Потоки повторяющихся прилагательных сливаются в одну мощную реку, в которой Якутия отражается, как яркое солнце. Сергей Сиротин усмотрел здесь максимы, напоминающие какие-то исполненные особого смысла изречения пророков религии будущего: «это было, поэтому кончилось», «Бог недостаточен как смысл без бреда», «что подлинно существует, является всем».
После перестроечной психоделики наступает время реставрационного подмораживания с человеческим лицом в лицедейской маске. Большинство признаков Якутского текста присутствует и в романе современного популярного русского писателя Андрея Геласимова «Холод». Главный герой — возвращающийся на время по производственной необходимости в родной Якутск из Парижа известный театральный режиссер, который в самых не сакральных местах старается выдавливать из себя по капле трикстера, восстанавливая свою физическую вертикаль внутренней геополитики в борьбе с нутряной тошнотой. «Желудок едва не заявил о своем добровольном выходе из состава федерации, Филиппову удалось найти точку консенсуса. Он замер в более-менее вертикальном положении, сглотнул сухую слюну…»
Встреча с самим собой не складывается. При встрече с дежурной гостиницы возникает ощущение, что ее узкими глазами на него ровно секунду смотрела вся тысячелетняя тундра — с оленями, стойбищами, ягелями, мошкарой, заблудившимися геологами и стужей. «Судя по ее реакции, Филиппов тундру покорить не сумел».
* * * * * * *
• _Ваша задача_
Верните отрывок о Якутском тексте целиком, слово в слово и без единого изменения.

• _Исходные данные_
* * * * * * *
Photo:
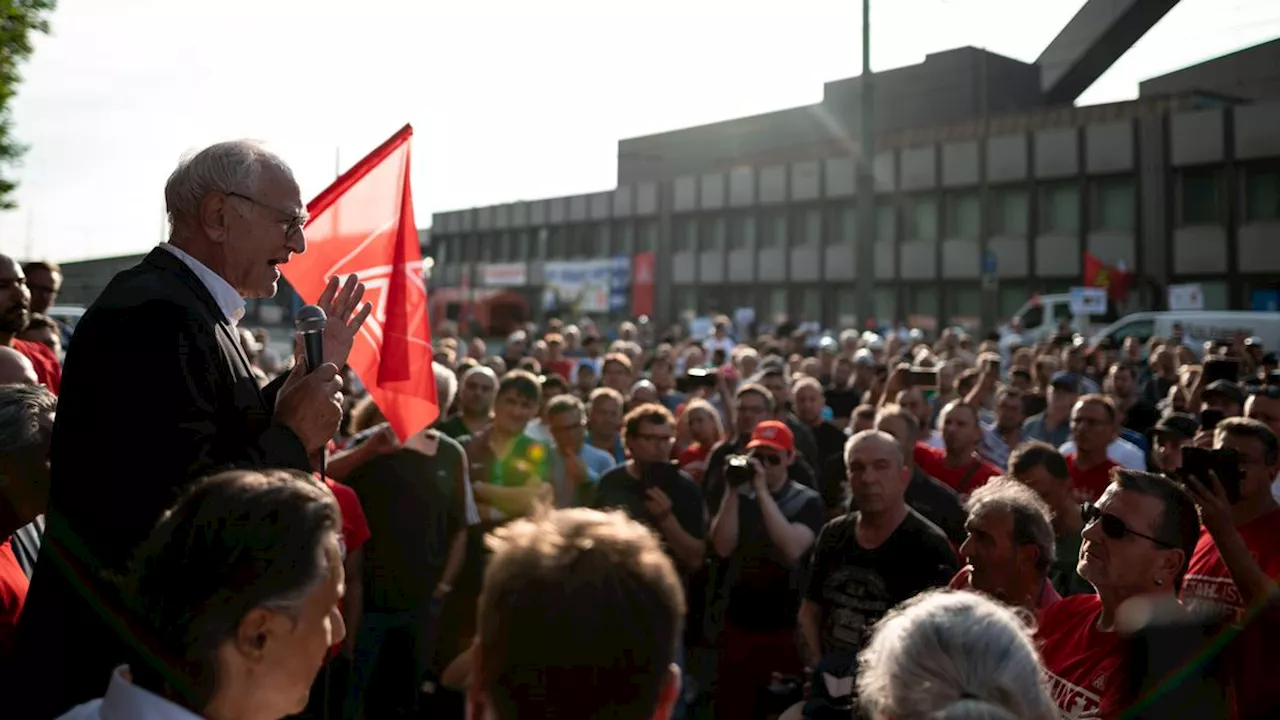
* * * * * * *
• _Готовый ответ_
Потоки повторяющихся прилагательных сливаются в одну мощную реку, в которой Якутия отражается, как яркое солнце. Сергей Сиротин усмотрел здесь максимы, напоминающие какие-то исполненные особого смысла изречения пророков религии будущего: «это было, поэтому кончилось», «Бог недостаточен как смысл без бреда», «что подлинно существует, является всем».
После перестроечной психоделики наступает время реставрационного подмораживания с человеческим лицом в лицедейской маске. Большинство признаков Якутского текста присутствует и в романе современного популярного русского писателя Андрея Геласимова «Холод». Главный герой — возвращающийся на время по производственной необходимости в родной Якутск из Парижа известный театральный режиссер, который в самых не сакральных местах старается выдавливать из себя по капле трикстера, восстанавливая свою физическую вертикаль внутренней геополитики в борьбе с нутряной тошнотой. «Желудок едва не заявил о своем добровольном выходе из состава федерации, Филиппову удалось найти точку консенсуса. Он замер в более-менее вертикальном положении, сглотнул сухую слюну…»
Встреча с самим собой не складывается. При встрече с дежурной гостиницы возникает ощущение, что ее узкими глазами на него ровно секунду смотрела вся тысячелетняя тундра — с оленями, стойбищами, ягелями, мошкарой, заблудившимися геологами и стужей. «Судя по ее реакции, Филиппов тундру покорить не сумел».